KUTIPAN:
──────

Mohon tunggu...
Taufan Satyadharma
Taufan Satyadharma Mohon Tunggu... Akuntan - Pencari makna

ABNORMAL | gelandangan

Selanjutnya

Tutup

Humaniora Pilihan

Belajar Nikung Membangun Fondasi

5 November 2019   16:27 Diperbarui: 5 November 2019   16:54 21
+
Laporkan Konten
Laporkan Akun
Kompasiana adalah platform blog. Konten ini menjadi tanggung jawab bloger dan tidak mewakili pandangan redaksi Kompas.

Memang seperti inilah kenyataan, sekalipun kita sama sekali berusaha untuk tidak terlibat. Tapi kata-kata ini adalah bukti bahwa masalah itu ternyata selalu ada, dan mesti segera diselesaikan. Kalau bisa secepatnya, kalau belum bisa cepat setidaknya sudah berusaha berjuang. Jika tidak terlihat sedang bejuang, pastikan bahwa kamu selalu berfikiran positif (khusnudzon). Jika berusaha berfikiran positif pun hanya dibentur-benturkan dengan keadaan, bersandarlah.

Apa pentingnya memiliki sandaran? Agar kita tidak terlalu banyak mengeluh, kecewa, ataupun marah yang tidak jelas. Sandaran ini bisa diibaratkan sebagai pondasi. Bangunan yang terlihat megah pun tak akan sanggup berdiri lama tanpa bagunan pondasi yang kuat.

Mungkin kita sudah sudah pintar ngegas dan ngerem. Tau saat dimana kita mesti menancapkan gas, dan memastikan ngerem tepat pada batasan-batasan tertentu. Namun apakah, kenyataan hanya membutuhkan ilmu ngegas dan ngerem? DIsaat jalanan begitu berliku, ramai oleh pengendara lain, atau kemungkinan-kemungkinan lainnya. Kita juga mesti memiliki pengalaman bermanuver (nikung)

Kata nikung yang lebih berkonotasi negatif ini akan maknanya yang dinilai merugikan bahkan merusak hubungan antar dua sedjoli ini, tidak selamanya buruk. Kita pun membutuhkan kemampuan dan kelincahan nikung agar tidak nabrak tatanan-tatanan yang ada. Kita butuh kejelian nikung agar tidak nyenggol kenyamanan orang lain.

Sebenarnya kita ngegas, ngerem, atau nikung itu untuk keselamatan dan kenyamanan diri sendiri atau terkait lingkungan sekitar? Hal memang terkadang luput dari pandangan manusia dalam menjalani hidupnya dengan berbagai pedoman-pedoman hidup yang dianutnya. Sedikit, kita bisa menilai dengan caranya menaiki kendaraan bermotor, baik sebagai pengendara atau pembonceng.

──────

INFORMASI YANG DIBERIKAN:
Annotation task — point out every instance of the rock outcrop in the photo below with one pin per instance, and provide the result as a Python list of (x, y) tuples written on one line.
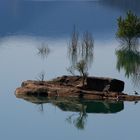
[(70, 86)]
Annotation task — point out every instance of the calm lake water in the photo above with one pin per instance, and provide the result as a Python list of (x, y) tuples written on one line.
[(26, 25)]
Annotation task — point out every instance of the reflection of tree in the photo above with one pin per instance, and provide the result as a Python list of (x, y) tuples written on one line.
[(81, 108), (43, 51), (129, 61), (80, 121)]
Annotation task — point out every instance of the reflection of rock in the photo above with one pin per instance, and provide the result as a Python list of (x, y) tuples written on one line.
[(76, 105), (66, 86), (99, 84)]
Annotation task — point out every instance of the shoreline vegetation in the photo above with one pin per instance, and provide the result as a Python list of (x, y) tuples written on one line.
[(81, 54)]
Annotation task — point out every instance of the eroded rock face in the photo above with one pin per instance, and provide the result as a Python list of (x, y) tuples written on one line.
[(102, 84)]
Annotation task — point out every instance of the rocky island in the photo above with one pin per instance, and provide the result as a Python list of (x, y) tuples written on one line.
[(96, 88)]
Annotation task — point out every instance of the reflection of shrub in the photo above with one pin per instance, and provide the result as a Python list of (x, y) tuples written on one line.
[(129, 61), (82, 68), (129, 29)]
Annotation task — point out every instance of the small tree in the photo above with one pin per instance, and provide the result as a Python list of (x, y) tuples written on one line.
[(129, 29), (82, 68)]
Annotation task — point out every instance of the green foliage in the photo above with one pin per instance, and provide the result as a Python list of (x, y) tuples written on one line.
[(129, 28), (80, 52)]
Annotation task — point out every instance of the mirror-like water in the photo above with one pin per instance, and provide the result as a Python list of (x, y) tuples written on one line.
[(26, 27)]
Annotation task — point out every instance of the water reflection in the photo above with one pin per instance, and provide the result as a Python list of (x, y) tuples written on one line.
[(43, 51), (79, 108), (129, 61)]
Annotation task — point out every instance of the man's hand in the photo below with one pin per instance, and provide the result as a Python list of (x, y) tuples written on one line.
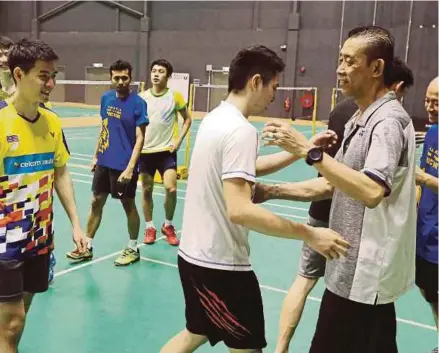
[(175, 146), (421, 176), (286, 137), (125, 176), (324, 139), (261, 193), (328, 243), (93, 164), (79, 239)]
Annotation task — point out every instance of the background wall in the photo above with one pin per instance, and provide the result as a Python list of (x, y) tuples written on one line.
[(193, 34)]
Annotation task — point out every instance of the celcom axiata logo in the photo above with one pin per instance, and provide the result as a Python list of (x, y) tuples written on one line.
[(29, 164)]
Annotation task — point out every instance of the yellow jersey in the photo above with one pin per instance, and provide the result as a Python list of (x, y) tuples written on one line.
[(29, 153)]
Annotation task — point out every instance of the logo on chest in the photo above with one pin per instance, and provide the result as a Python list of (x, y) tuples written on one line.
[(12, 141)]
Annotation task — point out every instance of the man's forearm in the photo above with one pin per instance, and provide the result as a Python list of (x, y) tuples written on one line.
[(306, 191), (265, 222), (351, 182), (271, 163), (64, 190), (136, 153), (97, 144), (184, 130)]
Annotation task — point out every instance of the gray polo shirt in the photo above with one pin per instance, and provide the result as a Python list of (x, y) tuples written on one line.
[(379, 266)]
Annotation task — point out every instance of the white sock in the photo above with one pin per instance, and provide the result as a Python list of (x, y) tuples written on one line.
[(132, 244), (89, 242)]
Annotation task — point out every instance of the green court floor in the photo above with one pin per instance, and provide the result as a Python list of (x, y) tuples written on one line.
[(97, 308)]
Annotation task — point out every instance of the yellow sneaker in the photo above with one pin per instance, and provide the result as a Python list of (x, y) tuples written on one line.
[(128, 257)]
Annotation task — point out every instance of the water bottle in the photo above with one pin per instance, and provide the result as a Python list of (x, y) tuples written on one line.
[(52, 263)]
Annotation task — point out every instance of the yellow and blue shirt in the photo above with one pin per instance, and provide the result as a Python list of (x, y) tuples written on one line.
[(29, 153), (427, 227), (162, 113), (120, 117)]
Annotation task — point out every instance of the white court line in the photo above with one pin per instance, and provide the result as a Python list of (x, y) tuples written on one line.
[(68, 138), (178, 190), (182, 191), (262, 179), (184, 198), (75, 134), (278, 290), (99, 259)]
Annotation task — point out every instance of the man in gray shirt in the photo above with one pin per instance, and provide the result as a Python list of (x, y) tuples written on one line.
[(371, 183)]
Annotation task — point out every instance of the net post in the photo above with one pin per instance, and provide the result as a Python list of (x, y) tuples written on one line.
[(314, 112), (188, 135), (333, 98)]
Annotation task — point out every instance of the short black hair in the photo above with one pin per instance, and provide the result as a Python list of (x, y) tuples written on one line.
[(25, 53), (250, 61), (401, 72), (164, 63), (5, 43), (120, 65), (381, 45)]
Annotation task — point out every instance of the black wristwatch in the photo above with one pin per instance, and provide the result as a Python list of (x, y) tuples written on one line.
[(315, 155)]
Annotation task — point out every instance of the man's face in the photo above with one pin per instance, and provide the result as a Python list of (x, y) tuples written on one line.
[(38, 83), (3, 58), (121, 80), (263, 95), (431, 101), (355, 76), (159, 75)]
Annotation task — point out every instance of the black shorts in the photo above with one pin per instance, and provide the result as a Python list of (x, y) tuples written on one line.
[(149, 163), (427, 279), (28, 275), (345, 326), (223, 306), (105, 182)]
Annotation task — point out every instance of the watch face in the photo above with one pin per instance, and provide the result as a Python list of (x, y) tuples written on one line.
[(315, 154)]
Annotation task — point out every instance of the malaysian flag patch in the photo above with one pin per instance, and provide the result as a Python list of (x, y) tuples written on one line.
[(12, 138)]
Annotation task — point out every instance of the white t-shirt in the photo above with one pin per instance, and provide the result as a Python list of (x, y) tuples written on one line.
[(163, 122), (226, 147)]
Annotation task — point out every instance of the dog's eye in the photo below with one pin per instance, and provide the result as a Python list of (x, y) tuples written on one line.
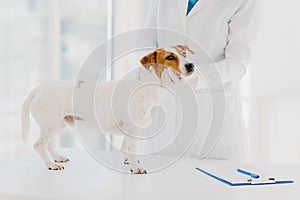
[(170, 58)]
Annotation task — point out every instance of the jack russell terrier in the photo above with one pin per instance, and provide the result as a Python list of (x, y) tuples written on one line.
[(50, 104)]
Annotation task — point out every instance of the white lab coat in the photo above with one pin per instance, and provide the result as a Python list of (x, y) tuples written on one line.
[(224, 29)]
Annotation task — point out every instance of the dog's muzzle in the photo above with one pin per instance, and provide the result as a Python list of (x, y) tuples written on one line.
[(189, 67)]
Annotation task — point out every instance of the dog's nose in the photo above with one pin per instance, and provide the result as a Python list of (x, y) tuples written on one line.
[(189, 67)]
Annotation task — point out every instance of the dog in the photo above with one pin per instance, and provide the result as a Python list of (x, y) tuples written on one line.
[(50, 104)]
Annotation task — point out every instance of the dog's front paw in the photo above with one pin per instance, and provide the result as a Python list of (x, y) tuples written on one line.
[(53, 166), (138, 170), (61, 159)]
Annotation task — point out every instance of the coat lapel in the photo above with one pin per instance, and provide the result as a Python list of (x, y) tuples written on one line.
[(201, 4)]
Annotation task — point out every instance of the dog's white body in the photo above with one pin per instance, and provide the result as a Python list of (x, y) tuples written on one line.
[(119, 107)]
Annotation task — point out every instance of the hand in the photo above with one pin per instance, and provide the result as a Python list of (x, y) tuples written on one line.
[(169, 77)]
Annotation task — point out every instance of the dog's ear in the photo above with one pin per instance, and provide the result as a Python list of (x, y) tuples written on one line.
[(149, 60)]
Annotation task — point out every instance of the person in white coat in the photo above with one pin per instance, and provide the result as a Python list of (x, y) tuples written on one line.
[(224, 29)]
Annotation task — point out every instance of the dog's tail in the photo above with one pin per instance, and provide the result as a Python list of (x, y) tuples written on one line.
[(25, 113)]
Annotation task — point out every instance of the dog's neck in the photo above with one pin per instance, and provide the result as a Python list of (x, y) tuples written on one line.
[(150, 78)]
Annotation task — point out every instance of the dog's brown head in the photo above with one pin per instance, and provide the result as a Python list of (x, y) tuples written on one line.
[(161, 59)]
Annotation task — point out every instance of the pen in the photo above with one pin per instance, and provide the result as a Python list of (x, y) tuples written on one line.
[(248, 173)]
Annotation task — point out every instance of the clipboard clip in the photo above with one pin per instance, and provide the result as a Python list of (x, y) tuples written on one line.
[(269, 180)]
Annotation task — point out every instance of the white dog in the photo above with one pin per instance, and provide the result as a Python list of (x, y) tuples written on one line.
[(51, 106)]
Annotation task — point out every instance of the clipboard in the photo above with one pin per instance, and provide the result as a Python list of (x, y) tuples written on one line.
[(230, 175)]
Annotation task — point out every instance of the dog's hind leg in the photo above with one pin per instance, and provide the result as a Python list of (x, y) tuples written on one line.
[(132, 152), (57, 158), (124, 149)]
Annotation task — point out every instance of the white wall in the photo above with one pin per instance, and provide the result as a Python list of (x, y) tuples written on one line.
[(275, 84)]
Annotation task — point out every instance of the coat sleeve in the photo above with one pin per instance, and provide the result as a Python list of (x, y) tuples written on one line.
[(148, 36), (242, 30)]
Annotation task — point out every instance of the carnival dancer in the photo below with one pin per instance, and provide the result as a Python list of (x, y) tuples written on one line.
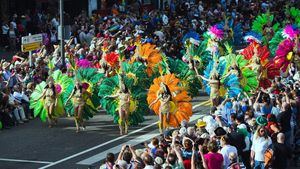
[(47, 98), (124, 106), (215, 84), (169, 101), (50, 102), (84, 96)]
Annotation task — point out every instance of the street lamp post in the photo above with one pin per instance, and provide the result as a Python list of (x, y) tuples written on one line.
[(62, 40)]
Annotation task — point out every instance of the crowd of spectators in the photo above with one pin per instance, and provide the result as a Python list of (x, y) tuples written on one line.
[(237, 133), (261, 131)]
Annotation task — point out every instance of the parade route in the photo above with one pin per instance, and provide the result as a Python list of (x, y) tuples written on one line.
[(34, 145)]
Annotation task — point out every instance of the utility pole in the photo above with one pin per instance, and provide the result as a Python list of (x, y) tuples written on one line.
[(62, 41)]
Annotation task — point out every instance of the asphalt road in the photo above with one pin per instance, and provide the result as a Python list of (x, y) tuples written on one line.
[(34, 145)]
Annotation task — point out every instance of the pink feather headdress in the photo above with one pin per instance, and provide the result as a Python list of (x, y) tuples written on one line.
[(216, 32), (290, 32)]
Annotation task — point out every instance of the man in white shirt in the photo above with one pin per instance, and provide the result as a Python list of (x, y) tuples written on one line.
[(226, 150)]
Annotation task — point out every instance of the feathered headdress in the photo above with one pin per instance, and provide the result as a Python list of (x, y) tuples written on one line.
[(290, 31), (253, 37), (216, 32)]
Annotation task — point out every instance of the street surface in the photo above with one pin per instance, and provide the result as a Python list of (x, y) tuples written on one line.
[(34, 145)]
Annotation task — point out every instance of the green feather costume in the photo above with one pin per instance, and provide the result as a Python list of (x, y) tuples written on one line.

──────

LANGKAH PENGERJAAN:
1 – Kembalikan bagian kutipan yang berada di antara "Humaniora Pilihan" dan "dengan keadaan, bersandarlah.", termasuk kedua ujungnya, tanpa perubahan apa pun.
2 – Menurut kutipan, sandaran dapat diibaratkan sebagai apa?

JAWABAN TIAP TUGAS:
1 –
Humaniora Pilihan

Belajar Nikung Membangun Fondasi

5 November 2019   16:27 Diperbarui: 5 November 2019   16:54 21
+
Laporkan Konten
Laporkan Akun
Kompasiana adalah platform blog. Konten ini menjadi tanggung jawab bloger dan tidak mewakili pandangan redaksi Kompas.

Memang seperti inilah kenyataan, sekalipun kita sama sekali berusaha untuk tidak terlibat. Tapi kata-kata ini adalah bukti bahwa masalah itu ternyata selalu ada, dan mesti segera diselesaikan. Kalau bisa secepatnya, kalau belum bisa cepat setidaknya sudah berusaha berjuang. Jika tidak terlihat sedang bejuang, pastikan bahwa kamu selalu berfikiran positif (khusnudzon). Jika berusaha berfikiran positif pun hanya dibentur-benturkan dengan keadaan, bersandarlah.

2 – Sandaran dapat diibaratkan sebagai pondasi.